TEXT PASSAGE:
:::::
Caterpillar Inc.’s CAT global retail sales declined 17% in the three-month period ended October 2020 – a slight improvement from slump of 20% in the last month. However, this marks 11th consecutive month of global retail sales decline for the mining and construction equipment behemoth. The company had been bearing the brunt of weak demand due to the U.S-China trade tensions and the COVID-19 pandemic aggravated the scenario.
Digging Deep Into October Numbers
North America fared the worst during October, reporting fall of 28%, followed by EAME and Latin America, which witnessed declines of 15% and 7%, respectively. The Asia Pacific region fared better and delivered growth of 3%.
The Resource Industries segment’s sales declined 29% in October — the 12th straight month of negative growth. Nevertheless, it reflects an improvement from plunge of 31% witnessed in September — the worst performance so far this year. Sales in North America, Latin America, EAME and Asia Pacific were down 44%, 29%, 20% and 14%, respectively.
Sales in the Construction Industries segment were down 13%, a meager improvement from a decline of 15% in September. The segment’s sales have been declining for 11 straight months. Sales in North America and EAME were down 24% and 13%, respectively. Asia Pacific and Latin America reported growth of 9% and 6% in sales, respectively. With this performance, Latin America has maintained its streak of positive growth for three consecutive months, while Asia Pacific segment has been witnessing a positive trend for the past six months.
:::::
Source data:
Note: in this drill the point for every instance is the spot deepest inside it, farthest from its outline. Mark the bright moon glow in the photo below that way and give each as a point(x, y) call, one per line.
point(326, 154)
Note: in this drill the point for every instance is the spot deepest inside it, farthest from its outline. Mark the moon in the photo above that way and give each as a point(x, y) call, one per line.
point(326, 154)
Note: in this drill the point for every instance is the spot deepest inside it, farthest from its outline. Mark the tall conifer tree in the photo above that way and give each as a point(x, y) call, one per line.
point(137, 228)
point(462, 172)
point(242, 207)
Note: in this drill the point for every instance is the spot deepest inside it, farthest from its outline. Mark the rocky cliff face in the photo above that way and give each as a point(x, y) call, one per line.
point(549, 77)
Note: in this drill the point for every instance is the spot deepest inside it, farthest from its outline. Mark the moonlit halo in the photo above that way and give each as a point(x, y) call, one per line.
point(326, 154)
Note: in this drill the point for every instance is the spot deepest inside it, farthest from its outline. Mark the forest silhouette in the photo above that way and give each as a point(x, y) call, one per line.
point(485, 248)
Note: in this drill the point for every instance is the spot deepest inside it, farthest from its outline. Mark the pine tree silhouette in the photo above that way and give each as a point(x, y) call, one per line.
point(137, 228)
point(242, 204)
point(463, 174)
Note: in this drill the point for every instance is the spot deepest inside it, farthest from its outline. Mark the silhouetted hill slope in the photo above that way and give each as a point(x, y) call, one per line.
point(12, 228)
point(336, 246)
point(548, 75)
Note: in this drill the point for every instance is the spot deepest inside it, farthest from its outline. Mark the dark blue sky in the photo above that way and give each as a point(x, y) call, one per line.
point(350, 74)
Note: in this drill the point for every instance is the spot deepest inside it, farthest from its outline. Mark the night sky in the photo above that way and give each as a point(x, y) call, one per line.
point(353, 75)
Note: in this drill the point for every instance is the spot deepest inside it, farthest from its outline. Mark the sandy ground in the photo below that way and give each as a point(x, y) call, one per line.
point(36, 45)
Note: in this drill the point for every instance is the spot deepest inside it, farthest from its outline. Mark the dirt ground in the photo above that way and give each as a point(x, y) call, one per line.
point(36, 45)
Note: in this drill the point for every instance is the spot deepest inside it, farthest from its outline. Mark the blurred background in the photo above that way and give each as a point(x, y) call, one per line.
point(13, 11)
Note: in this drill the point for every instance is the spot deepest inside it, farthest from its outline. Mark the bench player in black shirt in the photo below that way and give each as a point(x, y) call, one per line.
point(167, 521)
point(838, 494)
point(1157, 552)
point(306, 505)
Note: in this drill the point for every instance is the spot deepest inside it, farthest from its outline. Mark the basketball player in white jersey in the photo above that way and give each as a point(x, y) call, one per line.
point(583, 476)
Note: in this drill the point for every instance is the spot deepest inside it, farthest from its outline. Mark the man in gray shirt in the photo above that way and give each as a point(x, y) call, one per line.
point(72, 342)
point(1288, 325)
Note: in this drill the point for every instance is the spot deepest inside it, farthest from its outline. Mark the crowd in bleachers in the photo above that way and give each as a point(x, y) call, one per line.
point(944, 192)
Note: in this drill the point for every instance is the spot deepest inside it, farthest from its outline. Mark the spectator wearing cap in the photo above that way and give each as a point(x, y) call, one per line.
:::::
Write out the passage on Caterpillar's retail sales word for word, starting at "Caterpillar Inc.’s CAT" and ending at "growth of 3%.". The entries are not needed for this work.

RESPONSE BOX:
Caterpillar Inc.’s CAT global retail sales declined 17% in the three-month period ended October 2020 – a slight improvement from slump of 20% in the last month. However, this marks 11th consecutive month of global retail sales decline for the mining and construction equipment behemoth. The company had been bearing the brunt of weak demand due to the U.S-China trade tensions and the COVID-19 pandemic aggravated the scenario.
Digging Deep Into October Numbers
North America fared the worst during October, reporting fall of 28%, followed by EAME and Latin America, which witnessed declines of 15% and 7%, respectively. The Asia Pacific region fared better and delivered growth of 3%.